▶ _Exercise requirements_: Give every entry again, word for word and in full.

▶ _Referring expression data_:

"""

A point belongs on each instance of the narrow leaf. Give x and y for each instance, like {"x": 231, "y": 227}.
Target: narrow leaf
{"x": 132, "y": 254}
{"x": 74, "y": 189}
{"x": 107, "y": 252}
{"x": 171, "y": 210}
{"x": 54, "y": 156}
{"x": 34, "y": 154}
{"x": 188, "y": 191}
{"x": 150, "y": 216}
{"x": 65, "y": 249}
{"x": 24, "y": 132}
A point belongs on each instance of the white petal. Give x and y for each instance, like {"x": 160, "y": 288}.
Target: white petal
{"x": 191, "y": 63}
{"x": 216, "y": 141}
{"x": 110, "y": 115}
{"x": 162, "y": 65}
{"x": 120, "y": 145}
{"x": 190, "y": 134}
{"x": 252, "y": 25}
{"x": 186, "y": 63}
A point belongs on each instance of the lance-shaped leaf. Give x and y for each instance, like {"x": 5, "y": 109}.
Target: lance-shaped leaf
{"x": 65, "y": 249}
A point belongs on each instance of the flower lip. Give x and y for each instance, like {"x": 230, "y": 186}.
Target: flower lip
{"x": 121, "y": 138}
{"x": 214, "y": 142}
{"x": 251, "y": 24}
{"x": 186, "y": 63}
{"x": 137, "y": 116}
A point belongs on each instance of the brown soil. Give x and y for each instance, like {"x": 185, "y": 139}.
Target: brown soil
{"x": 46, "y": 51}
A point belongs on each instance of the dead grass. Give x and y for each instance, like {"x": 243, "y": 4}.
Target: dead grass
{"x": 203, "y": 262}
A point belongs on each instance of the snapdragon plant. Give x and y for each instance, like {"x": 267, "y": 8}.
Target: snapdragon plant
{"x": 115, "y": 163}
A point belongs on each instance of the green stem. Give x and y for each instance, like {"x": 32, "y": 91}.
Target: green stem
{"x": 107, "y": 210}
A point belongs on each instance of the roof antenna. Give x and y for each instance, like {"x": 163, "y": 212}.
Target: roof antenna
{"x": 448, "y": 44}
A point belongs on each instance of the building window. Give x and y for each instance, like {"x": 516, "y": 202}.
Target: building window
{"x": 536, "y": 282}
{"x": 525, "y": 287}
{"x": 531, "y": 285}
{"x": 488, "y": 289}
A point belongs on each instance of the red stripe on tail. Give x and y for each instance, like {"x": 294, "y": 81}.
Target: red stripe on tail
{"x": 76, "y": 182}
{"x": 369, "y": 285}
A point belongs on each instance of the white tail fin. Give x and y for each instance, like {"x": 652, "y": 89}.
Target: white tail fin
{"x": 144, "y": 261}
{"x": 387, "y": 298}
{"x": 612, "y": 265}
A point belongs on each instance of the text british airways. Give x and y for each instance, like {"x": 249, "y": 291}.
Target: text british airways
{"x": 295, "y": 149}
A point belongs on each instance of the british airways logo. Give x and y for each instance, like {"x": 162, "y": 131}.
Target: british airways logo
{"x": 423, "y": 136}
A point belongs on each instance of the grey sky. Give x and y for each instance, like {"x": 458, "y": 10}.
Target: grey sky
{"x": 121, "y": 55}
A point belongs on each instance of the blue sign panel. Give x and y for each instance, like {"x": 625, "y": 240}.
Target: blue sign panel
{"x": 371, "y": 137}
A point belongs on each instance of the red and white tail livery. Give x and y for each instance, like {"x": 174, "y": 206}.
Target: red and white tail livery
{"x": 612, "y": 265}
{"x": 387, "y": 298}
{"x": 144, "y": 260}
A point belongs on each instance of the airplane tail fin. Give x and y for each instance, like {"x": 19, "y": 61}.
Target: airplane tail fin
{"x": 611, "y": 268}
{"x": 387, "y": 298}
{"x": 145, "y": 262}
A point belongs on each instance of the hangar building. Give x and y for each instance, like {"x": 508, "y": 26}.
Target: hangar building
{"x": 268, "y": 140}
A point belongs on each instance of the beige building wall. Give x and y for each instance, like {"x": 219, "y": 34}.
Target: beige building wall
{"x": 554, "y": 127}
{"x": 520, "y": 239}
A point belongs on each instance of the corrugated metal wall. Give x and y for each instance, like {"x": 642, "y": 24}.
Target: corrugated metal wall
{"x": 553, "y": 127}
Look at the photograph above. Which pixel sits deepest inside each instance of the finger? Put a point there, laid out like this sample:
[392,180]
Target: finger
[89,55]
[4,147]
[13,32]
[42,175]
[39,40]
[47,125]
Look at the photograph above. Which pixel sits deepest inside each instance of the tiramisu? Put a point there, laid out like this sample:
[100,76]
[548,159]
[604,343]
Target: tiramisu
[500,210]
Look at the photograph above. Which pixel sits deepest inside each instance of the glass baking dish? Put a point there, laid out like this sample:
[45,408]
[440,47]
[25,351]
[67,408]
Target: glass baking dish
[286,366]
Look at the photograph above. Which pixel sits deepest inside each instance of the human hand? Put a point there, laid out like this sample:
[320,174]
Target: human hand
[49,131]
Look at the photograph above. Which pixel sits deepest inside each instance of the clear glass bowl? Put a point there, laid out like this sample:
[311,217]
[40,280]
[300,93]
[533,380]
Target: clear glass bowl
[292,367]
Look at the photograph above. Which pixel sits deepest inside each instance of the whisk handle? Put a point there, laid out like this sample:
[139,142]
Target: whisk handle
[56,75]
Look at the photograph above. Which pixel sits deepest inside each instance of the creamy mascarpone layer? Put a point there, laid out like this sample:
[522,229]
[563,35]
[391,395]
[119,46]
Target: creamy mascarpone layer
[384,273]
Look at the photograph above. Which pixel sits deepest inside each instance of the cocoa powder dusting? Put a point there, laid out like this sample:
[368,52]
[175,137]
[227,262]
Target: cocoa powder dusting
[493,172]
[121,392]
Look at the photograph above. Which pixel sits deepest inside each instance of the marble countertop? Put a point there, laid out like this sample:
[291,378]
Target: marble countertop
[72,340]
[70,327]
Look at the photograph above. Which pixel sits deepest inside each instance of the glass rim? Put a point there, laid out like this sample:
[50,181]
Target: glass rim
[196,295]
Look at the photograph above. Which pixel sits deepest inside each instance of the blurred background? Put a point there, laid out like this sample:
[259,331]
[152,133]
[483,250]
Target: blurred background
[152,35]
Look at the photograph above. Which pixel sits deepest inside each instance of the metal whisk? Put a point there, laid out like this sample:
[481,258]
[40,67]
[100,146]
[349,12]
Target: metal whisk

"""

▶ _Worked solution_:
A point belongs on each instance of the narrow leaf. Give x and y for each instance, like {"x": 231, "y": 227}.
Target: narrow leaf
{"x": 132, "y": 254}
{"x": 74, "y": 189}
{"x": 107, "y": 252}
{"x": 171, "y": 210}
{"x": 54, "y": 156}
{"x": 34, "y": 154}
{"x": 188, "y": 191}
{"x": 150, "y": 216}
{"x": 65, "y": 249}
{"x": 24, "y": 132}
A point belongs on each instance of the white petal. Give x and y for each instance, like {"x": 160, "y": 288}.
Target: white petal
{"x": 191, "y": 63}
{"x": 216, "y": 141}
{"x": 110, "y": 115}
{"x": 162, "y": 65}
{"x": 120, "y": 145}
{"x": 190, "y": 134}
{"x": 252, "y": 25}
{"x": 186, "y": 63}
A point belongs on each instance of the lance-shaped leaf. Give x and y for each instance, like {"x": 5, "y": 109}.
Target: lance-shaped leaf
{"x": 65, "y": 249}
A point belongs on each instance of the flower lip. Give x and y for each instance, like {"x": 230, "y": 186}.
Target: flower lip
{"x": 121, "y": 138}
{"x": 214, "y": 142}
{"x": 251, "y": 24}
{"x": 186, "y": 63}
{"x": 137, "y": 116}
A point belongs on each instance of the brown soil. Give x and y for each instance, like {"x": 185, "y": 139}.
Target: brown soil
{"x": 46, "y": 51}
A point belongs on each instance of the dead grass. Give x and y for each instance, like {"x": 243, "y": 4}.
Target: dead grass
{"x": 203, "y": 262}
A point belongs on each instance of the snapdragon plant. Give x and y for each instance, like {"x": 267, "y": 8}.
Target: snapdragon plant
{"x": 115, "y": 163}
A point belongs on each instance of the green stem. Give x and y for each instance, like {"x": 32, "y": 91}.
Target: green stem
{"x": 107, "y": 210}
A point belongs on each instance of the roof antenna. Give x and y for each instance, like {"x": 163, "y": 212}.
Target: roof antenna
{"x": 448, "y": 44}
A point belongs on each instance of the building window. Give x and y for each instance, like {"x": 516, "y": 202}.
Target: building window
{"x": 536, "y": 282}
{"x": 525, "y": 287}
{"x": 531, "y": 285}
{"x": 488, "y": 289}
A point belongs on each instance of the red stripe on tail. Give x and y for each instance, like {"x": 294, "y": 81}.
Target: red stripe on tail
{"x": 76, "y": 182}
{"x": 369, "y": 285}
A point belongs on each instance of the white tail fin. Give x and y for each instance, like {"x": 652, "y": 89}.
Target: white tail fin
{"x": 144, "y": 261}
{"x": 387, "y": 298}
{"x": 612, "y": 265}
A point belongs on each instance of the text british airways. Give x and y for each instance, like {"x": 249, "y": 291}.
Target: text british airways
{"x": 295, "y": 149}
A point belongs on each instance of the british airways logo. Give x and y for each instance, like {"x": 162, "y": 131}.
Target: british airways logo
{"x": 423, "y": 136}
A point belongs on each instance of the grey sky. Give x and y for each instance, like {"x": 458, "y": 10}.
Target: grey sky
{"x": 121, "y": 55}
A point belongs on each instance of the blue sign panel. Give x and y for each instance, like {"x": 625, "y": 240}.
Target: blue sign panel
{"x": 371, "y": 137}
A point belongs on each instance of the red and white tail livery. Give x and y for each instance, like {"x": 174, "y": 206}.
Target: red and white tail livery
{"x": 612, "y": 265}
{"x": 387, "y": 298}
{"x": 144, "y": 260}
A point belongs on each instance of the airplane tail fin. Give x and y for each instance, like {"x": 19, "y": 61}.
Target: airplane tail fin
{"x": 611, "y": 268}
{"x": 387, "y": 298}
{"x": 145, "y": 262}
A point belongs on each instance of the hangar building. Give x and y for each instance, like {"x": 508, "y": 26}.
Target: hangar building
{"x": 268, "y": 140}
A point belongs on each instance of the beige building wall. Give x and y for each instance, like {"x": 219, "y": 34}.
Target: beige building wall
{"x": 554, "y": 127}
{"x": 520, "y": 239}
A point belongs on each instance of the corrugated metal wall. Give x and y for each instance, like {"x": 642, "y": 24}.
Target: corrugated metal wall
{"x": 553, "y": 127}
Look at the photograph above. Which pixel sits deepest inside each instance of the finger? Put a point there, laid out like this sample:
[392,180]
Target: finger
[89,55]
[4,147]
[13,32]
[42,175]
[39,40]
[47,125]
Look at the photograph above. Which pixel sits deepest inside each instance of the tiramisu? Put a point there, laid out like this sample:
[100,76]
[548,159]
[604,343]
Target: tiramisu
[500,210]
Look at the photograph above. Which pixel sits deepest inside each instance of the glass baking dish? Put a point there, laid out like this sample:
[45,408]
[440,47]
[25,351]
[67,408]
Target: glass baking dish
[286,366]
Look at the photograph above. Which pixel sits deepest inside each instance of the human hand? Put a point there, laid out like this sample:
[320,174]
Target: human hand
[49,131]
Look at the photograph above. Which pixel sits deepest inside each instance of the clear glass bowl? Put a point there, laid out like this sample:
[311,217]
[40,280]
[300,93]
[533,380]
Target: clear glass bowl
[292,367]
Look at the photograph above. Which pixel sits deepest inside each instance of the whisk handle? Put a point there, laid out like this sample:
[139,142]
Target: whisk handle
[56,75]
Look at the photograph above. Which pixel sits deepest inside each instance of the creamy mascarpone layer? Put a point there, laid out like this sample:
[522,229]
[563,35]
[391,395]
[119,46]
Target: creamy mascarpone layer
[384,273]
Look at the photograph above. Which pixel sits deepest inside each instance of the cocoa powder dusting? Put a point there, laid out like this sample:
[368,52]
[175,137]
[227,262]
Target: cocoa powder dusting
[493,172]
[121,392]
Look at the photograph above. Which pixel sits deepest inside each instance of the marble countertop? Put a point there, laid out like this sample:
[291,378]
Target: marble countertop
[72,340]
[70,327]
Look at the photograph above. Which pixel sits deepest inside each instance of the glass rim? Put a point there, laid out like this sample:
[50,181]
Target: glass rim
[196,295]
Look at the photograph above. Which pixel sits deepest inside each instance of the blurred background? Put a point there, laid out like this sample:
[259,331]
[152,133]
[483,250]
Target: blurred background
[152,35]
Look at the photograph above. Which pixel sits deepest inside each instance of the metal whisk? Put a point there, laid out like this sample:
[481,258]
[40,67]
[100,146]
[349,12]
Target: metal whisk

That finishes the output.